> [AIM OF THE EXERCISE]:
Write the items below as a numbered list, from the very start through the line that contains "[347, 302, 491, 351]", including that line. Skip blank lines and leave the pictures out.

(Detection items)
>>>

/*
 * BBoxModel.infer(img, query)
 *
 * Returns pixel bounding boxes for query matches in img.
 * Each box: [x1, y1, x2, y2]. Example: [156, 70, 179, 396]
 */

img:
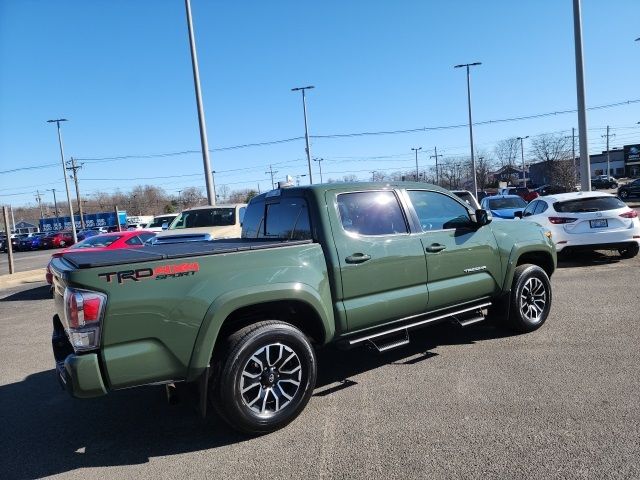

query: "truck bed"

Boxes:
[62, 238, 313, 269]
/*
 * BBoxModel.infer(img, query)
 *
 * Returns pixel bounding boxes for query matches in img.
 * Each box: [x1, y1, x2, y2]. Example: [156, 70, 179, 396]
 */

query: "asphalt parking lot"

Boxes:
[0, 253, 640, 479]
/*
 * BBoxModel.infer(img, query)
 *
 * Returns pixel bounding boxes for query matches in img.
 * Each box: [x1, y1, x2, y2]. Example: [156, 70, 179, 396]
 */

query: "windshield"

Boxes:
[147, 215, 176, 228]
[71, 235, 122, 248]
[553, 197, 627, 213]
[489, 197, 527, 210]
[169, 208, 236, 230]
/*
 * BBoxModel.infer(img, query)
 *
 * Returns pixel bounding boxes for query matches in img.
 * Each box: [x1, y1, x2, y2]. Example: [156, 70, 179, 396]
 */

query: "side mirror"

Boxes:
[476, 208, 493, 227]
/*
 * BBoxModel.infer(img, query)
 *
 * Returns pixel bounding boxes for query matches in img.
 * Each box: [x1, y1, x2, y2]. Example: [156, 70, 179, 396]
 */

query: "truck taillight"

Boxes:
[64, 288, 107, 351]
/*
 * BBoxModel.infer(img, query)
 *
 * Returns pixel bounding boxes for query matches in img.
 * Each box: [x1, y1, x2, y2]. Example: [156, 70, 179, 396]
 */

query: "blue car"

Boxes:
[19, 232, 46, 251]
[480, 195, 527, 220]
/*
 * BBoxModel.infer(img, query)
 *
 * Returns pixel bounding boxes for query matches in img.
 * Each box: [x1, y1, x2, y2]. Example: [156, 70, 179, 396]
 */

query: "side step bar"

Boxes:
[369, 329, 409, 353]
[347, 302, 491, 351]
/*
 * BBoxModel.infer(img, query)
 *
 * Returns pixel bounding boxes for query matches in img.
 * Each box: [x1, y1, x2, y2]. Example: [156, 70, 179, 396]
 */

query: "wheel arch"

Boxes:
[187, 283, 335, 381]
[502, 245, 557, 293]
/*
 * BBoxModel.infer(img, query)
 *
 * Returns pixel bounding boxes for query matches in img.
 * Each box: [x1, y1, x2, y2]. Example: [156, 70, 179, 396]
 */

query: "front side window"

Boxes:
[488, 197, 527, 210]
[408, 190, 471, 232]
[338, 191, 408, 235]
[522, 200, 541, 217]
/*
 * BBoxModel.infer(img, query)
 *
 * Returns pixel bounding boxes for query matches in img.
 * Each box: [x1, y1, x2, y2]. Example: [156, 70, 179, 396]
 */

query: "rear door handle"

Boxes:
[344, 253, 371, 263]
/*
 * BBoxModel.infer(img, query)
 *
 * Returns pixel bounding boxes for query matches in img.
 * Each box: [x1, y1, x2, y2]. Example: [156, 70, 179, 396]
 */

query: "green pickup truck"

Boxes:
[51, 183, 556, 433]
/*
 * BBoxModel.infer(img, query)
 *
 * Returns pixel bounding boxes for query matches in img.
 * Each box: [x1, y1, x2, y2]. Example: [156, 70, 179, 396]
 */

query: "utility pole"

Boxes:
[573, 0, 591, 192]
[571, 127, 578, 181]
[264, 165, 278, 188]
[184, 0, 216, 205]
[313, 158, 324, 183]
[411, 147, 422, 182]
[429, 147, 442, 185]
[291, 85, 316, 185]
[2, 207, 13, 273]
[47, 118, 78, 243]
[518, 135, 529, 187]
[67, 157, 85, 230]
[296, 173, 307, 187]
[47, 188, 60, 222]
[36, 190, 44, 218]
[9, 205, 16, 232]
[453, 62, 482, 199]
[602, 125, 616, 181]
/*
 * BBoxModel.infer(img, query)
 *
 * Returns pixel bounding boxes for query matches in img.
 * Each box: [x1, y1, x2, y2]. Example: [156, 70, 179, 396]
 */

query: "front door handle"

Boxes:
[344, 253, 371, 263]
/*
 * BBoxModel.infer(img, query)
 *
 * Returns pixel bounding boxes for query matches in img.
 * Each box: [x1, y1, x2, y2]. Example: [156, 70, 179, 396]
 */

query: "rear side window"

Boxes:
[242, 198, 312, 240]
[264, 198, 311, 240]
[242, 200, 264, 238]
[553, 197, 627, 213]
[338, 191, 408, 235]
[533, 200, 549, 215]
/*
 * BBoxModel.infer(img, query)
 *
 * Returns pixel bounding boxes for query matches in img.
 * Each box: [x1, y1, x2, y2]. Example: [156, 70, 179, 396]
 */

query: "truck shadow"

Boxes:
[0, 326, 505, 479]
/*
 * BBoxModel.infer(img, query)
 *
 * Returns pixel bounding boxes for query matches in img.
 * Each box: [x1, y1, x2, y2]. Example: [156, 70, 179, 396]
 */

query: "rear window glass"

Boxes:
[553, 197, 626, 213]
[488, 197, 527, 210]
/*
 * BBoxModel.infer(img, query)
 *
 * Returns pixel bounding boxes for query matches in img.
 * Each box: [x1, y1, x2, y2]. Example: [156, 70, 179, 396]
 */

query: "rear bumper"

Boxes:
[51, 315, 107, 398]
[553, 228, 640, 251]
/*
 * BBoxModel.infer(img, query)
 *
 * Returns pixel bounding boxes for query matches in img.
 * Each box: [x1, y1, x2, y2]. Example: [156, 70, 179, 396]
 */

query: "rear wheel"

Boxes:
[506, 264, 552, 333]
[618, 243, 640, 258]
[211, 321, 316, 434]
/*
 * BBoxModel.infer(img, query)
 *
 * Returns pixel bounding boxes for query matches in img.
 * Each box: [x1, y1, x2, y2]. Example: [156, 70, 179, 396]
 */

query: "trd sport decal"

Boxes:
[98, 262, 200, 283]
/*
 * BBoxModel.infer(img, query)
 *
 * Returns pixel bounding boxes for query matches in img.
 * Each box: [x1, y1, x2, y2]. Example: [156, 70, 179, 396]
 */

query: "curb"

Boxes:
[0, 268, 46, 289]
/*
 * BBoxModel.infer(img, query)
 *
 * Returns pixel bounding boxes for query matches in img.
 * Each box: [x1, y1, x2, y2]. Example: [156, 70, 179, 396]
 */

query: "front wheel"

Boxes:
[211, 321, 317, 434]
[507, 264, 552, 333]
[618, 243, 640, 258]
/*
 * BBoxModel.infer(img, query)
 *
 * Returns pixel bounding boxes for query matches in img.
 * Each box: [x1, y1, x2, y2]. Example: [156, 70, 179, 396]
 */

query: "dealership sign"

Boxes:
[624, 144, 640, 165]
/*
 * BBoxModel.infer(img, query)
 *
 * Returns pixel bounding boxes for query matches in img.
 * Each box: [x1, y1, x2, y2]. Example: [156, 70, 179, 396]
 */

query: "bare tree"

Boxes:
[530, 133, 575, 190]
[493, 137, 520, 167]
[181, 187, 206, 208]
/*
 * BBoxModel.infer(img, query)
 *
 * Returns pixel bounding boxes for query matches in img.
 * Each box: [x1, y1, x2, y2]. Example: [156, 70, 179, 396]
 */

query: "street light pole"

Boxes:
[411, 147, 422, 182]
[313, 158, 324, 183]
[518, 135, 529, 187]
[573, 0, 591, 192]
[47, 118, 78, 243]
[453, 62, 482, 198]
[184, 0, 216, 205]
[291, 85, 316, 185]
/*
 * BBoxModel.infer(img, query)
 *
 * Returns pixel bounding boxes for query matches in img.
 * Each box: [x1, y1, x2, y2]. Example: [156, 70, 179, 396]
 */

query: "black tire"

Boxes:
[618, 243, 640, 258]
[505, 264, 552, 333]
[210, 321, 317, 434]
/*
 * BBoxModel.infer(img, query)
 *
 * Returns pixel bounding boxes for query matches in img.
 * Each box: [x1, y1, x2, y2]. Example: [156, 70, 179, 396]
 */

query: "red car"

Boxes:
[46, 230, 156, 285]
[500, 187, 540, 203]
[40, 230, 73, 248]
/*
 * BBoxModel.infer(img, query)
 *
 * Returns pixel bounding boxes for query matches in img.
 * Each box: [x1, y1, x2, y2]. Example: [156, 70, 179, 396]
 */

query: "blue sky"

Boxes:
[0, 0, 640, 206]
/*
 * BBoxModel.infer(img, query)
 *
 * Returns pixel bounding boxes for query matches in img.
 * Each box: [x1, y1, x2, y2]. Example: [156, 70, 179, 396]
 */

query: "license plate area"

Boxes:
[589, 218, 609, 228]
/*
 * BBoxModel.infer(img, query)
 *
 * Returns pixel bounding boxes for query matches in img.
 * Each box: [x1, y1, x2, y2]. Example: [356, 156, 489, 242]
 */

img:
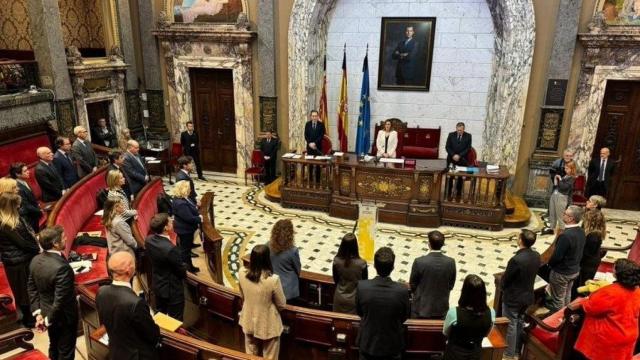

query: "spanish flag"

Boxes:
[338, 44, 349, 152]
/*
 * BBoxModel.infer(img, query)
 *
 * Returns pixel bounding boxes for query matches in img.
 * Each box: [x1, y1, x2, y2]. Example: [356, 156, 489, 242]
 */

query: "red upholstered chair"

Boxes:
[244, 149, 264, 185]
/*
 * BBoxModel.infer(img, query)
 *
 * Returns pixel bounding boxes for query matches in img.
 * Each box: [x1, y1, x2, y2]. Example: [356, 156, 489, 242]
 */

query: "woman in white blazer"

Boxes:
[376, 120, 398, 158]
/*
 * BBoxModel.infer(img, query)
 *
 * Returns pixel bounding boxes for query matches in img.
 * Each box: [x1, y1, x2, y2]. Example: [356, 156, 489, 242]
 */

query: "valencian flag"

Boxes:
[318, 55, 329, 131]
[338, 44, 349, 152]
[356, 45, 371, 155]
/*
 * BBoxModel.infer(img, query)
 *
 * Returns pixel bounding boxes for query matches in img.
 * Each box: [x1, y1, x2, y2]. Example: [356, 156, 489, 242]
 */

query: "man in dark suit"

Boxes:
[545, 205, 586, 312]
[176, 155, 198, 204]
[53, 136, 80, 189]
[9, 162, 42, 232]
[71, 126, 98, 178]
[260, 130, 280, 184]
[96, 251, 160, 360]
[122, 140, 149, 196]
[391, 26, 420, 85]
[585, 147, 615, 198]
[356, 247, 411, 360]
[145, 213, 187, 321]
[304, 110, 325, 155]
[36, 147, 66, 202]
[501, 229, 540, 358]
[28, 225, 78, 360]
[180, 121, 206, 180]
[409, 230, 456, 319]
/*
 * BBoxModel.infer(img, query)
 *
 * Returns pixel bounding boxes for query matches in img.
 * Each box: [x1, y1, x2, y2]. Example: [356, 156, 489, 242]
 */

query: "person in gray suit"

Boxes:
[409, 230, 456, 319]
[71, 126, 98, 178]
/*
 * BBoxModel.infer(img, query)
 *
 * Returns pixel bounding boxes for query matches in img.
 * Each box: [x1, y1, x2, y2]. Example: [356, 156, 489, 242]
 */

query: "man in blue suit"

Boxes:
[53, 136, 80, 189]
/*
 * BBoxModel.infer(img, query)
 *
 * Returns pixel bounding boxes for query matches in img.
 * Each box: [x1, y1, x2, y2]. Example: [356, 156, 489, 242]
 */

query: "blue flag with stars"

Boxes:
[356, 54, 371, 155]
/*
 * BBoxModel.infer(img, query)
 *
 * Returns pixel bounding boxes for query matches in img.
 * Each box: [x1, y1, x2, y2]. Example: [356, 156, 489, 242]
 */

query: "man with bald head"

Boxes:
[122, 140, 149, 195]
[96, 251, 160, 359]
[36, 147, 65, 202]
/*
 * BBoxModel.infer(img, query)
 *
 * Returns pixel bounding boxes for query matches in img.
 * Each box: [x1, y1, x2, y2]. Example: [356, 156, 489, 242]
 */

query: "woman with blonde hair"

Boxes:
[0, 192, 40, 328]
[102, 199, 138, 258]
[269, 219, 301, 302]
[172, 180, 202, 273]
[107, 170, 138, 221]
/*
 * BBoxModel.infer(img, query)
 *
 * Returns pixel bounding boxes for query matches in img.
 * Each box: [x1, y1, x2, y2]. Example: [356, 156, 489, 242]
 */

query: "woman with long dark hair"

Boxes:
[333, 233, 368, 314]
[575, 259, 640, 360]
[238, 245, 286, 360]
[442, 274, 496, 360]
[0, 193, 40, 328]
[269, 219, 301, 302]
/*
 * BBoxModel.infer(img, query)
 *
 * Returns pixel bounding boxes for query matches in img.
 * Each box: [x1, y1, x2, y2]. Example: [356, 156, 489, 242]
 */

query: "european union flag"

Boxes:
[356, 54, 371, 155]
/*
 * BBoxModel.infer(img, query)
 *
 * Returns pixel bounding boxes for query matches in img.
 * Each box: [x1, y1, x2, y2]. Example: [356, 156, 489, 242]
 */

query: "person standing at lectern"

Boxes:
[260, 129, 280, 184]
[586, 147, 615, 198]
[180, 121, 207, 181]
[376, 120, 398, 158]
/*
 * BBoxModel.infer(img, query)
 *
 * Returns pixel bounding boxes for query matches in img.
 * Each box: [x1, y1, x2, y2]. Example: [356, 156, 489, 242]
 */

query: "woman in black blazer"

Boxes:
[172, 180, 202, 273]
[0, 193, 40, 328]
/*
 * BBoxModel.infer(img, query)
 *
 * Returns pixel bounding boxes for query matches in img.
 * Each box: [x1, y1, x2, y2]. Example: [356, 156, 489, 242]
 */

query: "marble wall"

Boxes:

<<<

> [SOLUTION TO THIS EXERCISE]:
1. /*
2.  * BBoxModel.infer(img, query)
3.  *
4.  * Returns pixel bounding boxes for query matches in img.
5.  * Each box: [x1, y1, x2, y2]. Example: [156, 70, 179, 396]
6.  */
7. img:
8. query: "truck bed"
9. Boxes:
10. [62, 238, 313, 269]
11. /*
12.  * BBoxModel.infer(img, query)
13.  *
14.  * Returns pixel bounding boxes for query matches in img.
15.  * Each box: [x1, y1, x2, y2]. Example: [156, 70, 179, 396]
16.  */
17. query: "asphalt parking lot"
18. Boxes:
19. [0, 253, 640, 479]
20. /*
21.  * BBoxModel.infer(img, query)
22.  *
23.  * Returns pixel bounding boxes for query matches in img.
24.  * Each box: [x1, y1, x2, y2]. Example: [156, 70, 179, 396]
25.  */
26. query: "windshield"
27. Boxes:
28. [147, 215, 176, 228]
29. [71, 235, 122, 248]
30. [553, 197, 627, 213]
31. [489, 197, 527, 210]
32. [169, 208, 236, 230]
33. /*
34.  * BBoxModel.infer(img, query)
35.  *
36.  * Returns pixel bounding boxes for query matches in img.
37.  * Each box: [x1, y1, x2, y2]. Example: [156, 70, 179, 396]
38.  */
39. query: "side mirror"
40. Boxes:
41. [476, 208, 493, 227]
42. /*
43.  * BBoxModel.infer(img, query)
44.  *
45.  * Returns pixel bounding boxes for query matches in img.
46.  * Each box: [x1, y1, x2, y2]. Example: [156, 70, 179, 396]
47.  */
48. query: "truck taillight"
49. Boxes:
50. [64, 288, 107, 351]
51. /*
52.  * BBoxModel.infer(img, query)
53.  *
54.  * Returns pixel bounding boxes for query matches in img.
55.  * Each box: [x1, y1, x2, y2]. Example: [156, 70, 179, 396]
56.  */
57. query: "blue car"
58. Boxes:
59. [19, 232, 46, 251]
60. [480, 195, 527, 220]
61. /*
62.  * BBoxModel.infer(img, query)
63.  *
64.  * Returns pixel bounding boxes for query matches in img.
65.  * Each box: [x1, y1, x2, y2]. Example: [156, 70, 179, 396]
66.  */
67. query: "side step bar"
68. Boxes:
69. [369, 329, 409, 353]
70. [347, 302, 491, 351]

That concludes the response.